- [Task to carry out]:
Reproduce each of the following lines word for word.

**********

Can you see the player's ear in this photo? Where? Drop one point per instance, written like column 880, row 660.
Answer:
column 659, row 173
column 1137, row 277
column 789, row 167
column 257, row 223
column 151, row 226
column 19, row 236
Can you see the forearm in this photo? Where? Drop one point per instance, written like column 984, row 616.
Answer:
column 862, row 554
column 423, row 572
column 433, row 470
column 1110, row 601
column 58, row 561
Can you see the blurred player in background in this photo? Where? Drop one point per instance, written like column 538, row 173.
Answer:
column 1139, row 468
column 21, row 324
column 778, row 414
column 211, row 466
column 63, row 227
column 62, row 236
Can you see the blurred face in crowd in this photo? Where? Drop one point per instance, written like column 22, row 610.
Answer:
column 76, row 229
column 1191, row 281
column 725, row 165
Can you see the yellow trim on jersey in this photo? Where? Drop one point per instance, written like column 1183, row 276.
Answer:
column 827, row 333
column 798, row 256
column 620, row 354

**********

- [Response]:
Can you see the player's ear in this photo? Where? Drop one point per instance, written like column 880, row 660.
Answer:
column 659, row 173
column 1137, row 277
column 789, row 167
column 257, row 223
column 151, row 226
column 19, row 236
Can you see the forearm in this photo? Where? Drop one point per instance, written like column 984, row 616.
Answer:
column 862, row 554
column 423, row 572
column 433, row 470
column 1110, row 601
column 58, row 561
Can you see the blurred player in background in this photo? Where? Drop one point per instance, written like column 538, row 173.
Answer:
column 1139, row 468
column 21, row 324
column 778, row 414
column 211, row 466
column 63, row 227
column 62, row 236
Can you see the blurred face in crowd in this photo? Where? Drop one point per instance, written like column 22, row 610.
Answer:
column 76, row 229
column 1191, row 281
column 725, row 165
Can you see the yellow trim on jersey in this photo? Where? Drop one point per instance, written like column 1183, row 276.
Answer:
column 827, row 333
column 798, row 256
column 620, row 354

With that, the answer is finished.